[SELECTED EXTRACT — start]

Don’t higher loan rates hurt businesses and consumers, and won’t that hurt their banks, too?
It’s not all gravy. Some of our fee income will be negatively impacted by this environment; there will be less home mortgage refinancing as rates rise. Capital markets will also be softish. But deal pipelines are still good for future quarters.
Are we headed toward a recession next year?
We still have a view the Fed can bring in a soft landing for the economy. But the situation is a little more fraught, it’s more challenging than before.
Are businesses and consumers borrowing less, as rates spike?
What is different this time is that rates are rising in the best of times, from a credit standpoint. Consumers are flush with cash. The labor market is very tight; there are good job opportunities. Property values have gone up; if you have a house it has likely gained value. Even used autos: If an auto is repossessed, the value is up, a lender might not even lose money on it.
Big companies have booked record profits. Is business headed toward recession?
Some companies washed out in the COVID storm. Most companies weathered it. They cut their expense base, they made their workforce more digital, they managed supply-chain issues. And now they are still positioned to do well.
And we are not seeing loans migrating into the “troubled” categories. So hopefully any recession would be shallow and not have a big impact, either on people or companies.
The Biden administration says inflation has peaked. Do you see signs that’s true, or should we brace for food, fuel, and other prices to continue to rise?
Inflation is persistent. The Fed is going to have to administer some medicine to slow demand and bring it down. The Fed is most concerned that inflationary expectations not get built-in. When they do, it’s hard to stop prices from going up and up. If I’m paying 5% to 7% more, I want a raise that’s consistent with that inflation. Then the company has to raise prices. We saw that in the 1970s.
Don’t all these rising prices hurt the poor most?
People higher up the income ladder take inflation in stride, it will cost them a little more for gas, food, and entertainment. But the majority of people at median or below-median income levels, who live paycheck to paycheck, are having to suddenly pay double to fill their gas tanks. It’s eye-watering to see the price of steak.
So you are getting a backlash. There’s quite a bit of disenchantment for the people it hurts. That’s why the Fed is on the case.
Why are prices rising?

[SELECTED EXTRACT — finish]
[RECORDED DATA — start]

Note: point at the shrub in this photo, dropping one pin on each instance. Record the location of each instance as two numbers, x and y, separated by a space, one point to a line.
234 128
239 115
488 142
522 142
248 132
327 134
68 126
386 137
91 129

[RECORDED DATA — finish]

**SET OF TASKS**
(1) In the interview excerpt on interest rates and inflation, which decade is cited as a time when rising prices and wage demands fed each other?
(2) According to the interview excerpt on interest rates and inflation, what did most companies do to weather the COVID storm? List each action.

**ANSWERS TO THIS EXERCISE**
(1) The 1970s.

(2)
- They cut their expense base.
- They made their workforce more digital.
- They managed supply-chain issues.